#### Document excerpt ####

You are viewing a plain text version of this content. The canonical link for it is here.

Posted to common-user@hadoop.apache.org by Petru Dimulescu <pe...@gmail.com> on 2011/10/18 11:48:05 UTC

automatic node discovery

Hello,

I wonder how do you guys see the problem of automatic node discovery: 
having, for instance, a couple of hadoops, with no configuration 
explicitly set whatsoever, simply discover each other and work together, 
like Gridgain does: just fire up two instances of the product, on the 
same machine or on different machines in the same LAN, they will use 
mulitcast or whatever to discover each other and to be a part of a 
self-discovered topology.

Of course, if you have special network requirements you should be able 
to specify undiscovarable nodes by IP or name but often grids are 
installed on LANs and it should really be simpler.

Namenodes are a bit different, they should use safer machines, I'm 
basically talking about datanodes here, but still I wonder how hard can 
it be to have self-assigned namenodes, maybe replicated automatically on 
several machines, unless one specific namenode is explicitly set via xml 
configuration.

#### Extracted entries ####

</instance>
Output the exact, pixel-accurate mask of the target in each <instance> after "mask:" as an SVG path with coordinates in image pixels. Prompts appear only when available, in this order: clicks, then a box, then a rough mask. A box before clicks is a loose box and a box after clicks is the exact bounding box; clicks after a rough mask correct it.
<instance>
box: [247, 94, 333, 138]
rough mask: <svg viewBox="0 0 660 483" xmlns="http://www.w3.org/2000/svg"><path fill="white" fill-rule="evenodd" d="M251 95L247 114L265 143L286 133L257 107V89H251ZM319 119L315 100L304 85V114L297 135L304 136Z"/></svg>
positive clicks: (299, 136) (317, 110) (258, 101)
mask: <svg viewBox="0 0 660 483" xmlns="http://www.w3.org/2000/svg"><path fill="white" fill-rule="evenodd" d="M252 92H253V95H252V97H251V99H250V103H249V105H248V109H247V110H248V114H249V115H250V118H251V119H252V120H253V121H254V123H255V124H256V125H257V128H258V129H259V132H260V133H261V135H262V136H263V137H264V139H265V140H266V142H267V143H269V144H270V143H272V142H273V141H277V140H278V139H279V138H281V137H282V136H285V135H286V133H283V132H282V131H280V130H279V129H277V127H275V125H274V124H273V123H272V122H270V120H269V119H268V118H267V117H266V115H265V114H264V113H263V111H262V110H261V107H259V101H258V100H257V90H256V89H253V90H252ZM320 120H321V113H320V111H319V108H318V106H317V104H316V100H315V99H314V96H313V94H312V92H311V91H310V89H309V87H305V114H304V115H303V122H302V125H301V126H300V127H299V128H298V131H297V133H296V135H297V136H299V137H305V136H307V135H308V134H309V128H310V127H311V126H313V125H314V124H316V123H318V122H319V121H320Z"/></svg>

####

> Study questions:
a) In the post on automatic node discovery, which product is cited as one whose instances find each other without any configuration?
b) Print the part of the node discovery post from "Of course, if" up to and including "configuration.".
These records were drawn from a different source than the text.

> Answers provided:
a) Gridgain

b)
Of course, if you have special network requirements you should be able 
to specify undiscovarable nodes by IP or name but often grids are 
installed on LANs and it should really be simpler.

Namenodes are a bit different, they should use safer machines, I'm 
basically talking about datanodes here, but still I wonder how hard can 
it be to have self-assigned namenodes, maybe replicated automatically on 
several machines, unless one specific namenode is explicitly set via xml 
configuration.